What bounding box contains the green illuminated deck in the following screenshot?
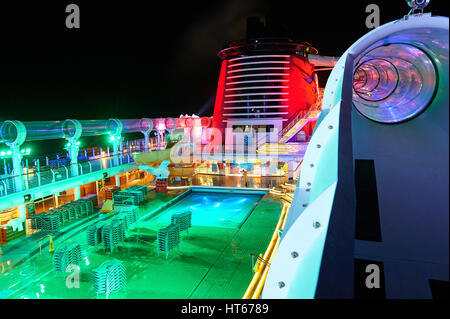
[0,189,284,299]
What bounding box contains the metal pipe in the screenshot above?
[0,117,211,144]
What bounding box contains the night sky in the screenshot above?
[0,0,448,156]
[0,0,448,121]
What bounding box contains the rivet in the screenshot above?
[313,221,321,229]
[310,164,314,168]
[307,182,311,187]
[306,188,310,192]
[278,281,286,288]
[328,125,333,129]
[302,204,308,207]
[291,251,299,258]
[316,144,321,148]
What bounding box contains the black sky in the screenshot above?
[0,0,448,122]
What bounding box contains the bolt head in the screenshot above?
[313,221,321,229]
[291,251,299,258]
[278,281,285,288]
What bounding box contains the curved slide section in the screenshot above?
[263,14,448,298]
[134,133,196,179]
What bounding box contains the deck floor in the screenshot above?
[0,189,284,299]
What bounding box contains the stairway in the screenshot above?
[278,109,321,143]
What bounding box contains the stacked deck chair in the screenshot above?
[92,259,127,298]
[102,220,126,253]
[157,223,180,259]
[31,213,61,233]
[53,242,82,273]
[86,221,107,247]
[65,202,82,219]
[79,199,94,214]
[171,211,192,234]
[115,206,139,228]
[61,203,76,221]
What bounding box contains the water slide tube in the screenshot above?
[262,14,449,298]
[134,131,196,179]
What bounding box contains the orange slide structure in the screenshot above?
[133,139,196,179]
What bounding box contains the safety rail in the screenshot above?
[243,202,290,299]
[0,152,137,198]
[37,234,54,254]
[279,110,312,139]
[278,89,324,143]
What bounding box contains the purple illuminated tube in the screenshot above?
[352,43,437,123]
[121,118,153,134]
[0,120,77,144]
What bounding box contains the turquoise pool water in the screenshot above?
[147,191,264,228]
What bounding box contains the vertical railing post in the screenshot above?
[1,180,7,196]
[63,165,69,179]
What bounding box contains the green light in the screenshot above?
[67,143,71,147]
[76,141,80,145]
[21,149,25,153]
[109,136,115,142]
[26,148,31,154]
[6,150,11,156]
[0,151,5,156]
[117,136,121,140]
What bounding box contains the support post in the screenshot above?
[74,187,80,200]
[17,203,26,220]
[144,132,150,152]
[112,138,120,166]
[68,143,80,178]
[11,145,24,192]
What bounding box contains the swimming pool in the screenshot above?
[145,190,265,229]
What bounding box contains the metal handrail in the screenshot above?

══════

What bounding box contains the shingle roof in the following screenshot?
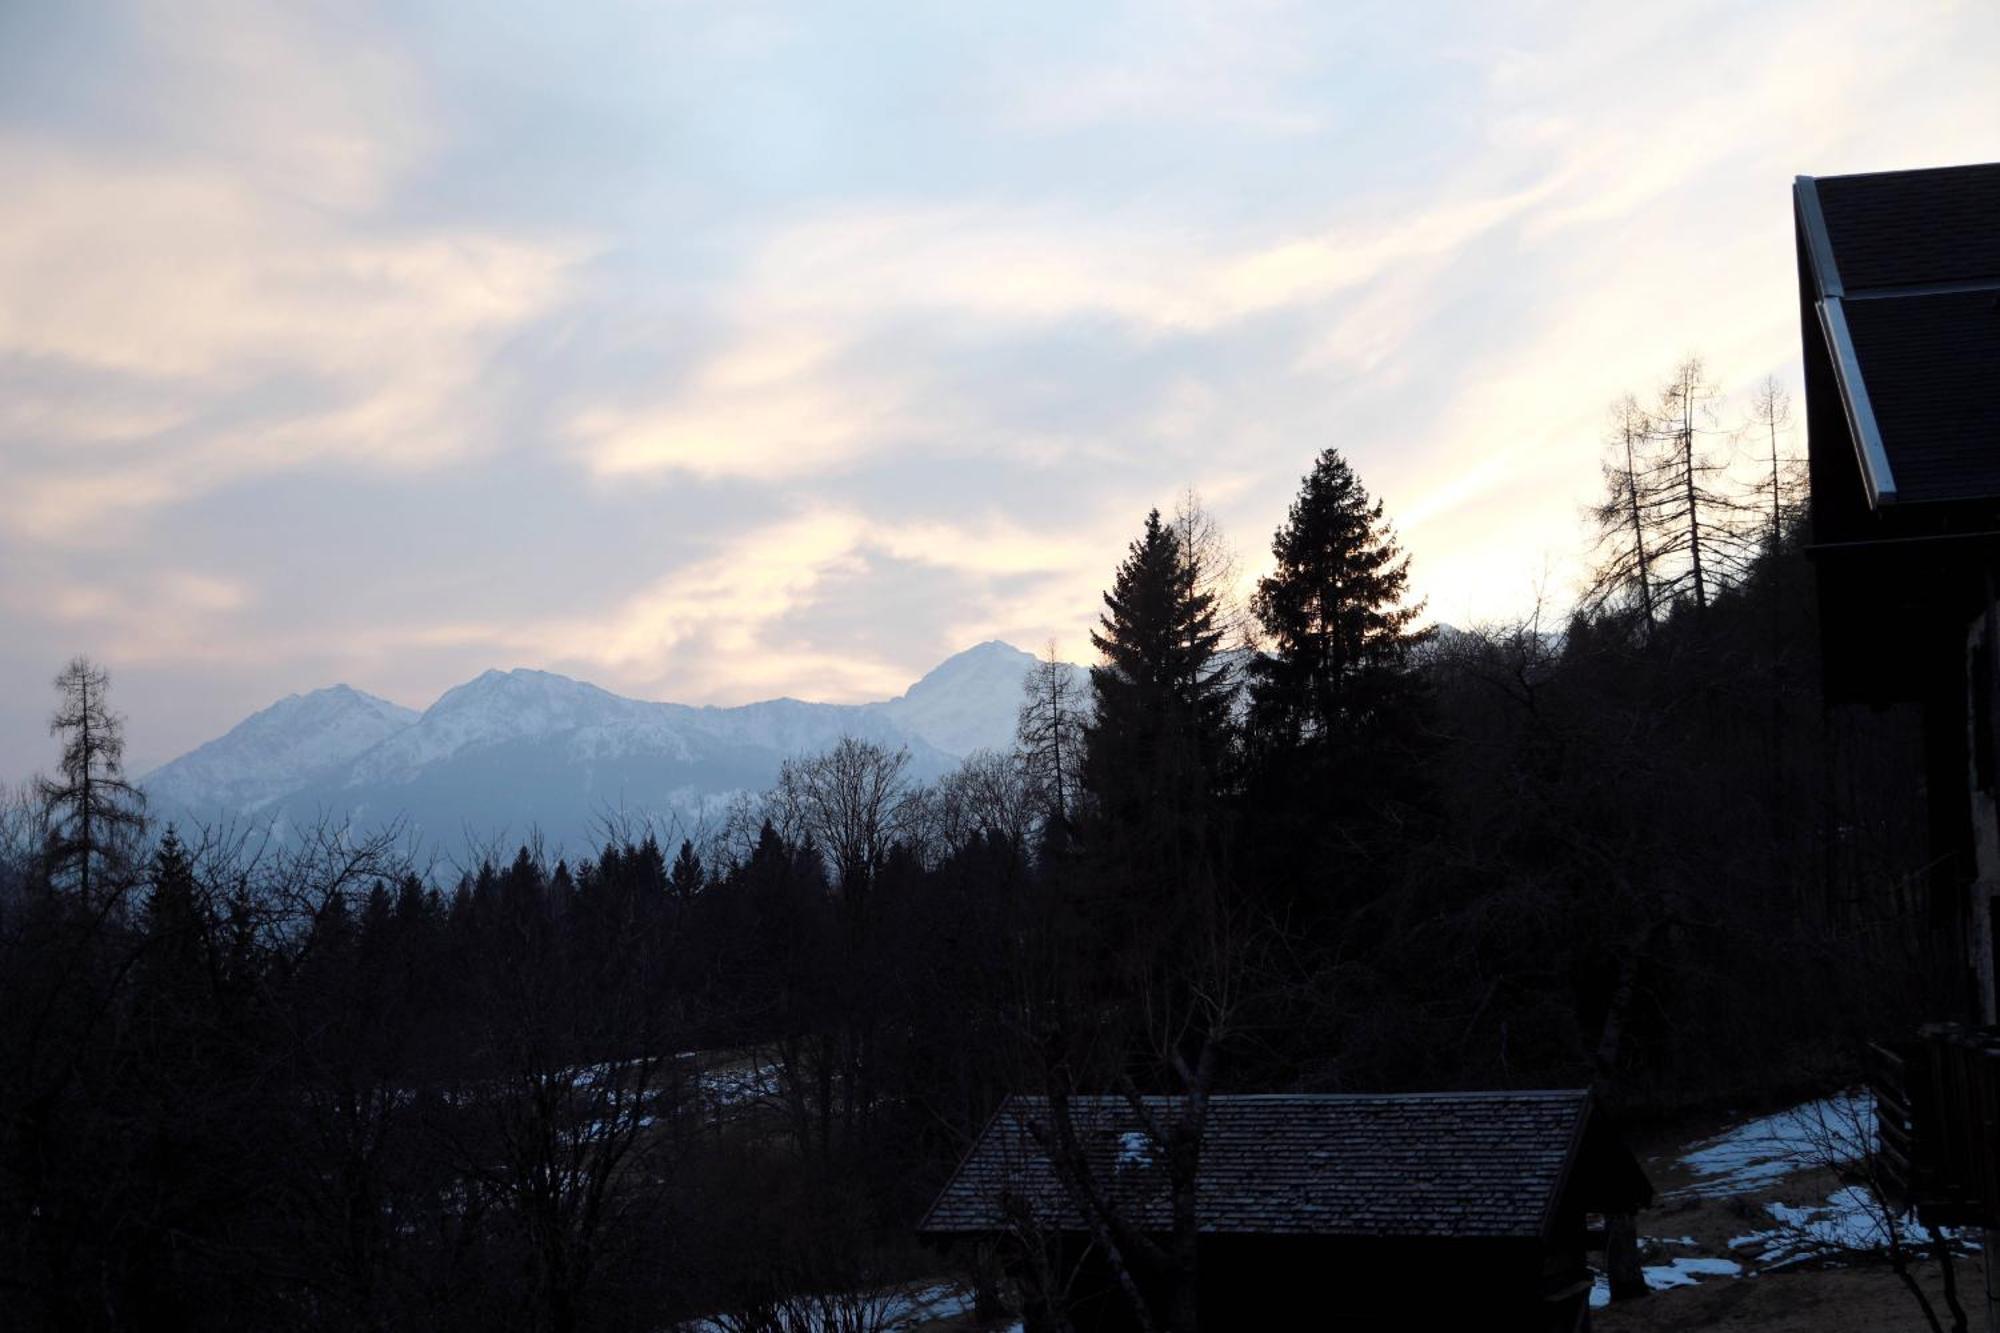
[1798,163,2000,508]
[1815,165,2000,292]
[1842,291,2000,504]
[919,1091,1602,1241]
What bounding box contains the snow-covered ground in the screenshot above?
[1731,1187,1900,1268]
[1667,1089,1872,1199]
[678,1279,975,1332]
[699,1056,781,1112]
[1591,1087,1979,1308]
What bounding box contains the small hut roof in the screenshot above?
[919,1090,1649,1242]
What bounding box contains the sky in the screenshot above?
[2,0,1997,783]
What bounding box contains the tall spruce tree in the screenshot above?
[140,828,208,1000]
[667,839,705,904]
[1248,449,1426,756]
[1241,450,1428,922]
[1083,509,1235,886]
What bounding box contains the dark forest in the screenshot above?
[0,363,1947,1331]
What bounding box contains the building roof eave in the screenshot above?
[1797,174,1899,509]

══════

From the entries above, print the lines beginning at the one with "What bounding box contains the swimming" and stopping after the one with "What bounding box contains the metal handrail", exactly as written and with nothing else.

What bounding box contains the swimming pool in the screenshot above?
[145,190,265,229]
What bounding box contains the metal handrail in the screenshot above?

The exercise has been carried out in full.